Task statement — Please write the next part of the column on homophobia, picking up right after its last sentence.

##### Selected excerpt #####

Fear of the unknown
by Mary Turner
HIV/AIDS medical Columnist
Homophobia is defined as a dislike of or prejudices against homosexual people while the semantic definition of a phobia is an extreme, irrational fear of something.
Homophobia doesn’t specifically meet the medical definition of a phobia as addressed by the medical diagnostic manual. It is listed in the manual as a type of anxiety disorder.
Persons who exhibit phobias do have extreme reactions to a thing or the anticipation of encountering this thing. For example, if you have a phobia of birds, the mere mention of a bird may be enough to send you into an extreme anxiety attack. You are so fearful you might encounter a bird your psyche shuts you down and renders you incapable of functioning normally.
So, let’s examine, then, the idea of homophobia, transphobia and biphobia. It may be true that people fear things they do not understand, and many people do not understand or feel comfortable with the thought of non-gender conforming individuals.
However, these people do not have an irrational fear preventing them from coexisting with people who are sexually aroused differently from them or who self-identify differently from them concerning gender.
In short, they don’t have a real condition. These phobic individuals have ignorance at best, and bigotry at worst. There isn’t much we can do about hate and bigotry because those don’t have many teachable moments. We can work to influence the people who make laws and set policy to make those more favorable and fair to all people.
In our meaner fantasies, we could wish the worst for hateful people, but ugliness only makes us seem more like them, and we don’t want that. We do have a powerful tool against ignorance which is education.
Since people tend to fear the people and things they don’t understand, education is an excellent way to destroy this ignorance and allay the fears.

##### Supplied records #####

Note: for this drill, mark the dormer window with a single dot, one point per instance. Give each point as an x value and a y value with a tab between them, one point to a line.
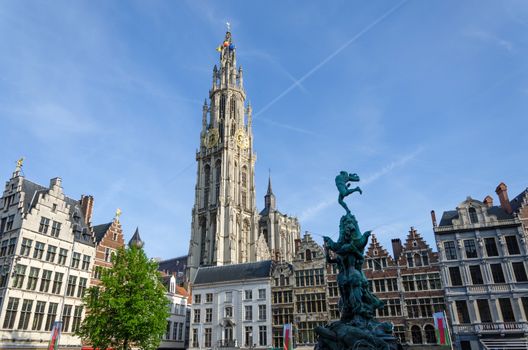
473	215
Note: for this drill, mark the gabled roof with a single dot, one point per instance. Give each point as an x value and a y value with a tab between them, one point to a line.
235	272
100	231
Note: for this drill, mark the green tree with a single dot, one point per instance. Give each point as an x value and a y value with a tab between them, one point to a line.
129	308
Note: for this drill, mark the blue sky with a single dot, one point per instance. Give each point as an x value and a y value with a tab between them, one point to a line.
426	101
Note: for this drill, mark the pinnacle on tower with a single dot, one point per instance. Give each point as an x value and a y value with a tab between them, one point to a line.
136	241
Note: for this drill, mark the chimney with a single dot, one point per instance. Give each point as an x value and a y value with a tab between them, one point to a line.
488	201
87	208
396	248
502	192
297	245
433	218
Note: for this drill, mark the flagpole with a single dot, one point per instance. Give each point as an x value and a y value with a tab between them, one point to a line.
448	331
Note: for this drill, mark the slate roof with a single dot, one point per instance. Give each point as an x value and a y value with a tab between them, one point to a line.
501	214
235	272
174	265
100	231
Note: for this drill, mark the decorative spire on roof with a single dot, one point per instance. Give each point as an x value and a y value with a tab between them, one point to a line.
136	241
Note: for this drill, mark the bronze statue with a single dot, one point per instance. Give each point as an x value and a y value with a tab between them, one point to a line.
357	328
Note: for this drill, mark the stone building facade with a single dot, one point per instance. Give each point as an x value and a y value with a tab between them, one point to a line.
231	307
46	256
108	238
483	258
280	231
177	322
409	284
309	289
282	300
225	221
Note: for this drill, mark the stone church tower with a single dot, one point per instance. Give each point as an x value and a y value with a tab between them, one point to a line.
224	217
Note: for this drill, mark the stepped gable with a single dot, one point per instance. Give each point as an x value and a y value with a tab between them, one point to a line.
376	250
234	272
415	244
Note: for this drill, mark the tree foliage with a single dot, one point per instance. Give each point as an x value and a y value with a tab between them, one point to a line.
129	308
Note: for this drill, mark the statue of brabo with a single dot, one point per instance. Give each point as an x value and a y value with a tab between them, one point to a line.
357	328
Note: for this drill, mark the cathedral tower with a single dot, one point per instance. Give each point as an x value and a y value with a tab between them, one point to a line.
224	217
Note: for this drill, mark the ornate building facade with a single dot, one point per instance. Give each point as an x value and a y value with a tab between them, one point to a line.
483	257
46	257
225	221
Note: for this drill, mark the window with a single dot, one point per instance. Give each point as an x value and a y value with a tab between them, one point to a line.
195	337
39	250
39	316
262	312
63	255
11	311
107	254
462	311
248	313
519	271
476	274
77	314
450	250
66	316
471	249
430	335
454	273
416	335
55	229
473	215
20	273
44	225
82	287
513	245
33	278
3	249
52	313
26	247
72	283
262	294
50	255
498	273
263	335
57	283
10	221
167	330
506	310
248	339
228	311
209	297
248	293
76	259
86	262
484	311
491	246
207	337
12	246
27	306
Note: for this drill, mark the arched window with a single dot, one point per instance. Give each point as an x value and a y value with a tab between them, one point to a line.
473	215
430	335
308	255
417	260
416	335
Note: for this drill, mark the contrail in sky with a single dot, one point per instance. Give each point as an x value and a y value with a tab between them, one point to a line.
335	53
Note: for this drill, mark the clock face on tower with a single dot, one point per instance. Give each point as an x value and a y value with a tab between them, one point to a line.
211	138
241	139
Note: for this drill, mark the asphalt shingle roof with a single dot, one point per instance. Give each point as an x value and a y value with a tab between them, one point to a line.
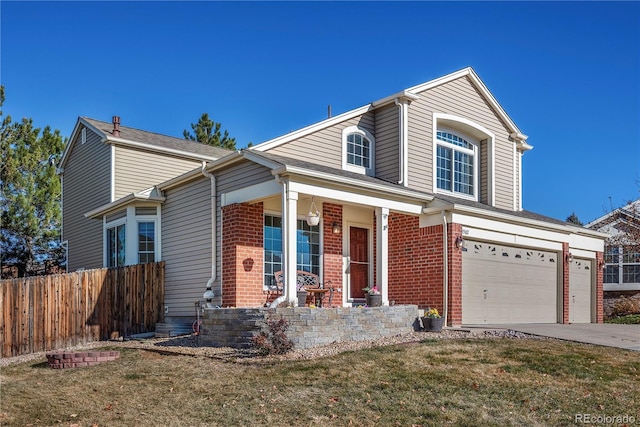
159	140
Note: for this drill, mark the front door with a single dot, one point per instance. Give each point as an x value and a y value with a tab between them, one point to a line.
359	267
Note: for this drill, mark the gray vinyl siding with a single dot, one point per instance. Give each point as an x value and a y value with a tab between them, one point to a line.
137	170
87	185
459	98
186	245
325	146
241	176
387	144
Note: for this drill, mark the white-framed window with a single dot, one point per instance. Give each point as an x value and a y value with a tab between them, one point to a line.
307	247
456	163
116	237
358	150
132	236
146	242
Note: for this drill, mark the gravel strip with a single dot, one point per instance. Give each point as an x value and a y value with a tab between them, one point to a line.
189	345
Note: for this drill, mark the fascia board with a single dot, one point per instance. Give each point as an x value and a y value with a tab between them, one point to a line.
122	202
72	139
179	153
267	145
405	94
227	160
481	87
352	182
355	197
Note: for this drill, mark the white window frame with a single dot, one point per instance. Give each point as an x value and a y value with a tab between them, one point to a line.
320	243
472	152
372	151
130	221
475	134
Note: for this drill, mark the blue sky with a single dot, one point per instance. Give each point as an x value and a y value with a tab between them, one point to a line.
567	73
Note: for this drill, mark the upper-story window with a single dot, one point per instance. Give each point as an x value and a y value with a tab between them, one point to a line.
455	163
358	150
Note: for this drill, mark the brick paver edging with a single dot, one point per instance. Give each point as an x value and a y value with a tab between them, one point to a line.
63	360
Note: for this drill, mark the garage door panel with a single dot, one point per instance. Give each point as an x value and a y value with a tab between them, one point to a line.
502	284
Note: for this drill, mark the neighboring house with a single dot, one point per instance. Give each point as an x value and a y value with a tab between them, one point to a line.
622	261
419	193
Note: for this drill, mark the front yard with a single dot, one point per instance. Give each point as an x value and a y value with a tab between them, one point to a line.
434	382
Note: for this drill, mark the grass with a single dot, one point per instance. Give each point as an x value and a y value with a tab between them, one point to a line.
630	319
472	382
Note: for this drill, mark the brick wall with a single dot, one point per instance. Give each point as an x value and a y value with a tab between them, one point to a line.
599	288
454	315
565	283
308	327
242	255
416	269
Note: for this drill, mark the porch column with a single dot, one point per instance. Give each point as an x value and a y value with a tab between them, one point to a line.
382	254
289	230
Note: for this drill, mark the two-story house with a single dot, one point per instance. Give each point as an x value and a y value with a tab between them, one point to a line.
418	193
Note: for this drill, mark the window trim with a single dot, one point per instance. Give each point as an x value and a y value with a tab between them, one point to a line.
476	134
474	151
298	218
372	150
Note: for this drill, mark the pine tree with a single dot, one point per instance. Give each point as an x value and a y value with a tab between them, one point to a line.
29	193
208	132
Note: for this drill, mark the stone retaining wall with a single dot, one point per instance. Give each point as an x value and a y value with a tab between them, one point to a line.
308	327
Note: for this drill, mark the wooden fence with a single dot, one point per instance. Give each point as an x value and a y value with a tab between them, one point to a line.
51	312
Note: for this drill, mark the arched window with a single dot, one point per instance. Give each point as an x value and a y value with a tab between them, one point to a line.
455	163
358	150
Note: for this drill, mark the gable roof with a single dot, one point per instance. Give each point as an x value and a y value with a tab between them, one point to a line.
410	94
142	139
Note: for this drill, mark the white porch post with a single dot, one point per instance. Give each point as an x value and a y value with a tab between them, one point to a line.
289	218
382	256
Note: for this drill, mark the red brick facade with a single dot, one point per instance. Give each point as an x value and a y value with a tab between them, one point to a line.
565	283
242	255
332	244
415	265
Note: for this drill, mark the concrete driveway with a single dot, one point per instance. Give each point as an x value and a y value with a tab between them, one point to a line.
607	334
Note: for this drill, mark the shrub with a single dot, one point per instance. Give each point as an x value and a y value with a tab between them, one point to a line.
275	341
625	306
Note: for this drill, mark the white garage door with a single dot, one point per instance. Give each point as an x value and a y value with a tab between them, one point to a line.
580	291
504	284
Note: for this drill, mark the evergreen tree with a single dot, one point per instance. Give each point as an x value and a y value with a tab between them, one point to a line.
29	193
208	132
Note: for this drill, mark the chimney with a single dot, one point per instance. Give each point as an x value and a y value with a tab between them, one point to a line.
116	126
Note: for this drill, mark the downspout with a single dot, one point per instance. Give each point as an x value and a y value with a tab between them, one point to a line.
446	267
208	295
282	298
400	142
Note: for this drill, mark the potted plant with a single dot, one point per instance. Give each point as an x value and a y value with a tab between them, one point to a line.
372	296
432	321
302	295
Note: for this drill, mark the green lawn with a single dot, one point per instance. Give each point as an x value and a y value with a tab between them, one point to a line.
488	382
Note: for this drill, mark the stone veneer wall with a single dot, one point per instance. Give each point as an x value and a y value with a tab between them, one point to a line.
308	327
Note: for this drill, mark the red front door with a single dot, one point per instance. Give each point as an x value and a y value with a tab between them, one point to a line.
359	267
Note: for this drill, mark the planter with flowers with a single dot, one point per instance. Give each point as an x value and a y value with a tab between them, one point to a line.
372	296
302	296
432	321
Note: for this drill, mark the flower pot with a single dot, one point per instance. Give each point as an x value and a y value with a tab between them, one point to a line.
373	300
432	324
302	298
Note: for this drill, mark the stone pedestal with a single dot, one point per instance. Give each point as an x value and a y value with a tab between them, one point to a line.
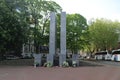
50	58
37	59
62	58
75	57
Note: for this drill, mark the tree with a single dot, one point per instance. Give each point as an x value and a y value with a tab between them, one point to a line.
76	28
12	30
36	13
103	34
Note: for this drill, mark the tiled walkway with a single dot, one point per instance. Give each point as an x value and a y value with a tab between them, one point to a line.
58	73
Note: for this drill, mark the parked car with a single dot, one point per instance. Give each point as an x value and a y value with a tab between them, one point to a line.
103	55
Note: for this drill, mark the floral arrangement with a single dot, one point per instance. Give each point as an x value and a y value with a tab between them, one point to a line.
36	64
65	64
48	64
74	63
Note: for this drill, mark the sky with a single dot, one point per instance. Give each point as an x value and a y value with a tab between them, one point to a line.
109	9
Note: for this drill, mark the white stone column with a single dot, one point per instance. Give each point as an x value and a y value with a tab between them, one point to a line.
62	56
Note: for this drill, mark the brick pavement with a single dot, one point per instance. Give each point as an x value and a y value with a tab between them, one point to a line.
58	73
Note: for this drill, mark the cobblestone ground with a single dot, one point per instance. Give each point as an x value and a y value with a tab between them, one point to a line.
58	73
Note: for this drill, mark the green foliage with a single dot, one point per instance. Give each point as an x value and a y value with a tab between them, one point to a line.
103	34
76	30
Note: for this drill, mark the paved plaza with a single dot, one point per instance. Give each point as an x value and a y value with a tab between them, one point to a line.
59	73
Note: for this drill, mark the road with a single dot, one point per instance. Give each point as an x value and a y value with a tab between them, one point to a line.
101	62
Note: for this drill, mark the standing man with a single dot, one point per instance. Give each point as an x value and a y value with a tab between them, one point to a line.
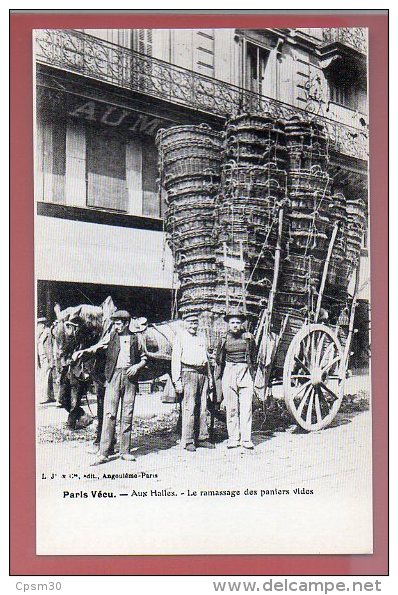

#####

Response area —
I challenge and encourage everyone who reads this to find the courage to educate everyone you meet about non-gender conformity and why it is not a threat to them or anyone else.
Members of religious denominations may go from house to house knocking on doors and handing out literature, and we can employ those same strategies, hopefully in a less annoying way!
Show people gender identification and sexual orientation simply mean you’re attracted and aroused differently, but you’re still an ordinary person. Call on friends and allies to do the same.
The sooner we can normalize the idea we are all people, the better our lives can become and the less we need to educate those who don’t know and understand.
Still, if you are being harassed, threatened, or bothered by those who are mean and hateful, find your voice and report them. Tell school administrators. Call the police. Go to the media. Keep pushing until you make the shame of their bigotry known.
Bullies must feel the full weight of the consequences of their actions before they will stop. For everyone else, keep on teaching them how lovable you are.
The Gayly. May 17, 2018. 10:55 a.m. CST.